Object location annotation lines:
________
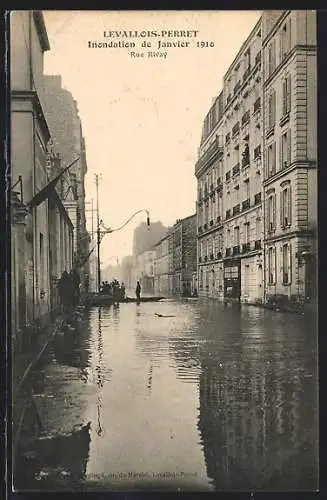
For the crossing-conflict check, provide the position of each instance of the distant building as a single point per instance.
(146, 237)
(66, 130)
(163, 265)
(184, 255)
________
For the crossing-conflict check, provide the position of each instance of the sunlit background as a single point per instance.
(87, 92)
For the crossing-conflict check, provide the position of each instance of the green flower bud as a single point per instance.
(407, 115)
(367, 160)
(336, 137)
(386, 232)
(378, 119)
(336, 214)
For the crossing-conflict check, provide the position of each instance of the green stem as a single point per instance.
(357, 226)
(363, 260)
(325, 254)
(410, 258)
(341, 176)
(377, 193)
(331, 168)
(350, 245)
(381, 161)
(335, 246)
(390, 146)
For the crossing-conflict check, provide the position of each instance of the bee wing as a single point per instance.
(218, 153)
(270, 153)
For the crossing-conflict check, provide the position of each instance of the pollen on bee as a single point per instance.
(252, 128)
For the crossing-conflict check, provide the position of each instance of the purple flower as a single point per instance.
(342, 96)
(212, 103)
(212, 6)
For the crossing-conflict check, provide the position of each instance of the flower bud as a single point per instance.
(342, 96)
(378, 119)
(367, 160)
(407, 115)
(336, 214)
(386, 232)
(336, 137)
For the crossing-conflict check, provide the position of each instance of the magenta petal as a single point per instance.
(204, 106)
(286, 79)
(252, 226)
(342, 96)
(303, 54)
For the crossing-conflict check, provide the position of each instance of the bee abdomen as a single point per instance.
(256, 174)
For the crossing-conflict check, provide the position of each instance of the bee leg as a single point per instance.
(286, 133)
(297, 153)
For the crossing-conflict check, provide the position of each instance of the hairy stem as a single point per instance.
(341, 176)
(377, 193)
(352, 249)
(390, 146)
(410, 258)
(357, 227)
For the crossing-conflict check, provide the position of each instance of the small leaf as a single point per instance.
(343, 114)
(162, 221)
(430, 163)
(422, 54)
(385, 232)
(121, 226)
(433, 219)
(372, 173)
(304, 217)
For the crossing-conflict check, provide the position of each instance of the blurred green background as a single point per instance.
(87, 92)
________
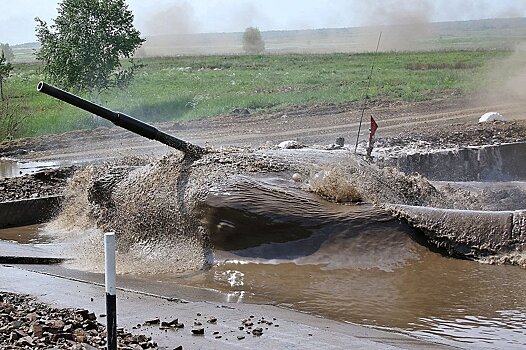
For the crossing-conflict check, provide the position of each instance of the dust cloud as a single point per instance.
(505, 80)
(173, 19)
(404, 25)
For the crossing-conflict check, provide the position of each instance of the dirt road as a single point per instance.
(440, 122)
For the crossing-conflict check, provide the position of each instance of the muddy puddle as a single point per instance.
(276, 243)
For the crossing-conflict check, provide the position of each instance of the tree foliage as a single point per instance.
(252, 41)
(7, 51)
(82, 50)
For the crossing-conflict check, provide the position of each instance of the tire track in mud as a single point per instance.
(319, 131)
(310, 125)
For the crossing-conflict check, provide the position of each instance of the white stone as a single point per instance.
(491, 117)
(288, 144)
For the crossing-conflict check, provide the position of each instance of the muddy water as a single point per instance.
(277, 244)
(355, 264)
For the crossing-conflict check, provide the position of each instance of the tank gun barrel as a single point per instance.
________
Work instructions. Quote the lines starting with the one that contains "stone as a single point per instance." and continuing through the one that contains "barrel as a single point per instance.", both included.

Worked solution.
For the crossing-conflict check, provide the position of each instance of the white stone as a single point per instance.
(491, 117)
(288, 144)
For the crossing-conflict check, provide the position of each instance of the muddy water as a single point per instance.
(277, 244)
(355, 264)
For the crossing-conflict check, provide the position of each instance of the tank gun barrel as a single point per instance.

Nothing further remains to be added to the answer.